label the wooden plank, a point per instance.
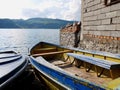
(101, 63)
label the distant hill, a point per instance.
(34, 23)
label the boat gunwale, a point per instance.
(59, 70)
(101, 53)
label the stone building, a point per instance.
(70, 35)
(100, 25)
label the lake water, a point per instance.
(21, 40)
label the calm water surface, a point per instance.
(21, 40)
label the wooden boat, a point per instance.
(12, 65)
(70, 68)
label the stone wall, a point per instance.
(69, 35)
(100, 26)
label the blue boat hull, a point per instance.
(12, 65)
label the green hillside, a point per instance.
(34, 23)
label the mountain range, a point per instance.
(34, 23)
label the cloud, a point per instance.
(61, 9)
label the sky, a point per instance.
(25, 9)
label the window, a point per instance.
(110, 2)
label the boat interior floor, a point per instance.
(81, 72)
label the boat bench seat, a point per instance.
(104, 64)
(51, 53)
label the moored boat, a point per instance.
(70, 68)
(12, 65)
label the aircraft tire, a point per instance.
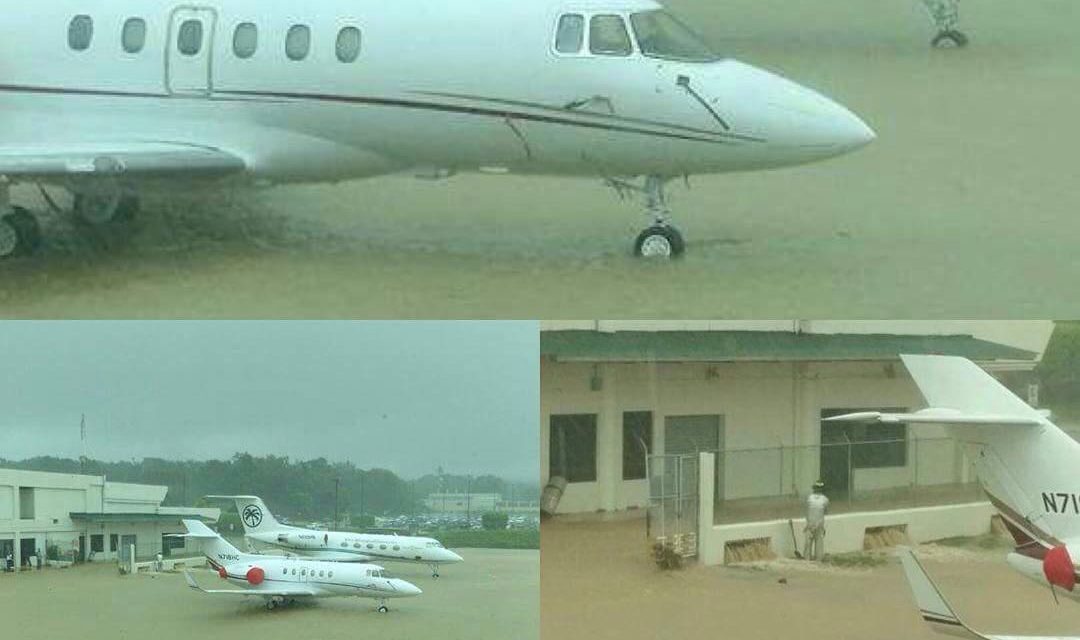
(950, 37)
(21, 234)
(659, 241)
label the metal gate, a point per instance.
(673, 502)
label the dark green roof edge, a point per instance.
(765, 346)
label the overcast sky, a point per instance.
(407, 396)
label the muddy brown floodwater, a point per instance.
(597, 583)
(966, 205)
(494, 595)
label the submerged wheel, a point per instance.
(19, 233)
(949, 38)
(105, 207)
(659, 241)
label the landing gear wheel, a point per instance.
(106, 206)
(19, 233)
(659, 241)
(949, 38)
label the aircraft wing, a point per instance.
(135, 159)
(939, 416)
(937, 612)
(292, 593)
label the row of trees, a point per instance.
(297, 489)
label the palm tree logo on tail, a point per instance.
(252, 516)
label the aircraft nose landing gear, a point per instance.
(660, 240)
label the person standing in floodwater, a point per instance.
(814, 532)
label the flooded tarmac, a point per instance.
(493, 595)
(964, 205)
(598, 583)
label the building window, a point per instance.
(574, 447)
(133, 36)
(80, 32)
(297, 42)
(26, 503)
(189, 38)
(245, 40)
(570, 33)
(636, 444)
(607, 36)
(348, 44)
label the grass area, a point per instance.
(987, 541)
(862, 559)
(499, 539)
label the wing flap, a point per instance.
(139, 159)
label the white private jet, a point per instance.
(1027, 465)
(283, 580)
(937, 612)
(262, 529)
(109, 98)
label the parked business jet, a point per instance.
(937, 612)
(341, 546)
(283, 580)
(109, 98)
(1027, 465)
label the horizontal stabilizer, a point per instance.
(937, 612)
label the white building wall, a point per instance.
(764, 406)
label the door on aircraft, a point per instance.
(189, 51)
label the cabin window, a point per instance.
(607, 36)
(133, 36)
(245, 40)
(570, 33)
(348, 45)
(80, 32)
(189, 37)
(298, 42)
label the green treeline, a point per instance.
(295, 489)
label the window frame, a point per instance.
(82, 17)
(255, 46)
(591, 422)
(123, 35)
(583, 50)
(307, 49)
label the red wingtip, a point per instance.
(1057, 567)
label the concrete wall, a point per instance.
(765, 406)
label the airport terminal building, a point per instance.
(616, 395)
(86, 518)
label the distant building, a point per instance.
(86, 517)
(447, 503)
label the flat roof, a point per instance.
(589, 345)
(136, 517)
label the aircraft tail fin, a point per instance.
(932, 606)
(254, 514)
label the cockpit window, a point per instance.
(570, 33)
(607, 36)
(660, 35)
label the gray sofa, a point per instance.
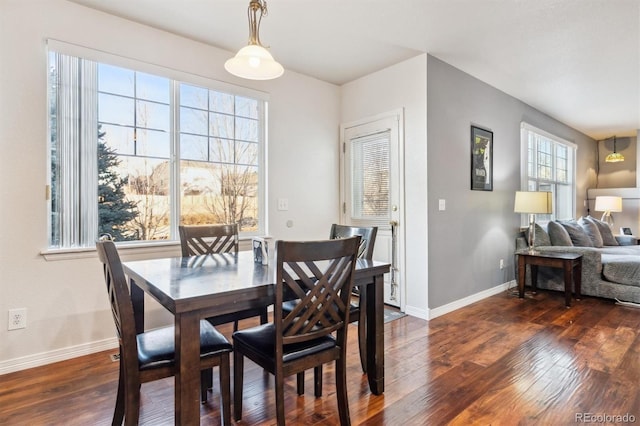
(610, 264)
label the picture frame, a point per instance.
(481, 159)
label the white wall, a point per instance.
(66, 300)
(403, 85)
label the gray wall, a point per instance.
(477, 229)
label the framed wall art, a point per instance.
(481, 159)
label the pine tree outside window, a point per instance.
(135, 154)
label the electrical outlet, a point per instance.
(283, 204)
(17, 318)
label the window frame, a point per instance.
(176, 77)
(525, 130)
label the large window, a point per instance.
(135, 153)
(549, 165)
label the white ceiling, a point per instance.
(576, 60)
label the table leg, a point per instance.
(522, 275)
(137, 299)
(187, 380)
(375, 334)
(534, 278)
(577, 279)
(568, 282)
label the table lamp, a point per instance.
(532, 203)
(608, 204)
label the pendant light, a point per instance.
(254, 62)
(614, 157)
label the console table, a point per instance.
(571, 263)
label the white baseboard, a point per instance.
(44, 358)
(416, 312)
(450, 307)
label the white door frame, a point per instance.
(399, 215)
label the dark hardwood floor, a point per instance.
(499, 361)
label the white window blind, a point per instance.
(370, 177)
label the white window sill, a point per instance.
(130, 251)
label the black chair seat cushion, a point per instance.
(262, 339)
(156, 348)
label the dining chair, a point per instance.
(365, 251)
(320, 274)
(198, 240)
(150, 355)
(356, 312)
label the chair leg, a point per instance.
(225, 390)
(362, 329)
(317, 381)
(341, 392)
(238, 371)
(300, 382)
(205, 379)
(132, 404)
(279, 399)
(118, 412)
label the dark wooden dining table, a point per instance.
(192, 288)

# # # # # # #

**WHAT NEEDS TO BE DONE**
Without the pictures, repeat every record above exactly as written.

**THE ANSWER**
label the wooden plank, a point per instance.
(101, 63)
label the distant hill, a point per instance.
(34, 23)
label the boat gunwale, a point per instance.
(59, 70)
(101, 53)
label the stone building, a point per instance.
(70, 35)
(100, 25)
label the lake water, a point per instance.
(21, 40)
label the calm water surface, a point per instance.
(21, 40)
label the wooden boat, a point per instance.
(12, 65)
(70, 68)
label the stone wall, a point per instance.
(69, 35)
(100, 26)
label the blue boat hull, a point per instance.
(12, 65)
label the green hillside, a point per instance.
(34, 23)
label the mountain range, a point per instance.
(34, 23)
label the cloud, a point per instance.
(61, 9)
label the sky, a point per instance.
(25, 9)
label the window, a point per instance.
(110, 2)
label the boat interior floor, a point per instance.
(81, 72)
label the boat bench seat, a point per instance.
(104, 64)
(51, 53)
label the moored boat, a point per instance.
(70, 68)
(12, 65)
label the aircraft tire, a point per instance.
(950, 37)
(21, 234)
(659, 241)
label the metal gate, a point per instance.
(673, 502)
label the dark green roof edge, a point per instance.
(765, 346)
label the overcast sky, a point per instance.
(407, 396)
label the muddy brown floodwater, a point per instance.
(597, 583)
(966, 205)
(494, 595)
label the submerged wheel, a point per instance.
(19, 233)
(949, 38)
(105, 207)
(659, 241)
label the landing gear wheel, a point per instance.
(106, 206)
(19, 233)
(659, 241)
(949, 38)
label the aircraft wing, a point per instance.
(135, 159)
(939, 416)
(937, 612)
(292, 593)
label the row of trees, a point per instance.
(297, 489)
label the palm tree logo on tail, a point per instance.
(252, 516)
label the aircraft nose landing gear, a point per instance.
(660, 240)
label the person standing in floodwater, a point per instance.
(814, 532)
label the flooded tarmac, a point per instance.
(493, 595)
(964, 205)
(598, 583)
label the building window, a point per instance.
(574, 447)
(133, 36)
(80, 32)
(297, 42)
(26, 503)
(189, 38)
(245, 40)
(570, 33)
(636, 444)
(607, 36)
(348, 44)
label the grass area, a point per instance.
(987, 541)
(862, 559)
(499, 539)
label the wing flap, a point per instance.
(139, 159)
label the white private jet, a point per instance.
(1027, 465)
(283, 580)
(937, 612)
(262, 529)
(109, 98)
label the parked business jet, a point per instance.
(937, 612)
(341, 546)
(283, 580)
(109, 98)
(1027, 465)
label the horizontal stabilizer, a point per instance.
(937, 612)
label the white building wall, a point per instance.
(764, 406)
label the door on aircraft, a point per instance.
(189, 51)
label the cabin window, a point per instance.
(607, 36)
(133, 36)
(245, 40)
(570, 33)
(348, 45)
(80, 32)
(189, 37)
(298, 42)
label the green treeline, a point per instance.
(295, 489)
label the window frame, a point per instance.
(82, 17)
(255, 46)
(591, 422)
(123, 35)
(583, 50)
(307, 49)
label the red wingtip, a point per instance.
(1057, 567)
label the concrete wall, a point per instance.
(765, 406)
label the airport terminal building, a point per instance.
(616, 395)
(86, 518)
label the distant building, a point per instance.
(86, 517)
(447, 503)
label the flat roof, a point per instance.
(589, 345)
(136, 517)
label the aircraft tail fin, a point per instance.
(932, 606)
(254, 514)
label the cockpit window, a point per instance.
(570, 33)
(607, 36)
(660, 35)
label the gray sofa, a point per instance.
(610, 264)
label the picture frame, a point per instance.
(481, 159)
label the white wall, a point per instance.
(66, 300)
(403, 85)
label the gray wall, a point per instance.
(477, 229)
label the framed wall art, a point per instance.
(481, 159)
label the pine tree outside window, a point per instance.
(135, 154)
label the electrical outlet, a point per instance.
(283, 204)
(17, 318)
label the window frame, a point per instance.
(176, 77)
(525, 130)
label the large window, a point per instance.
(135, 153)
(549, 165)
label the white ceiling, a point per instance.
(576, 60)
label the table leg, a point per instance.
(522, 275)
(137, 299)
(187, 380)
(375, 334)
(534, 278)
(577, 279)
(568, 282)
label the table lamp, a point per instance.
(532, 203)
(608, 204)
label the pendant light, a point per instance.
(254, 62)
(614, 157)
label the console table, a point per instance.
(571, 263)
label the white baseboard, a point per instance.
(44, 358)
(416, 312)
(450, 307)
label the white door frame, a point per instance.
(399, 215)
label the dark hardwood floor, a point per instance.
(499, 361)
label the white window blind, a point per instance.
(370, 177)
label the white window sill, a point per instance.
(130, 251)
label the black chair seat cushion, a point per instance.
(262, 339)
(156, 348)
label the dining chair, a point per instance.
(365, 251)
(320, 274)
(198, 240)
(150, 355)
(356, 312)
label the chair leg, a point per instance.
(225, 390)
(362, 329)
(317, 381)
(341, 392)
(238, 371)
(300, 382)
(205, 379)
(132, 404)
(279, 399)
(118, 412)
label the dark wooden dining table, a point per instance.
(192, 288)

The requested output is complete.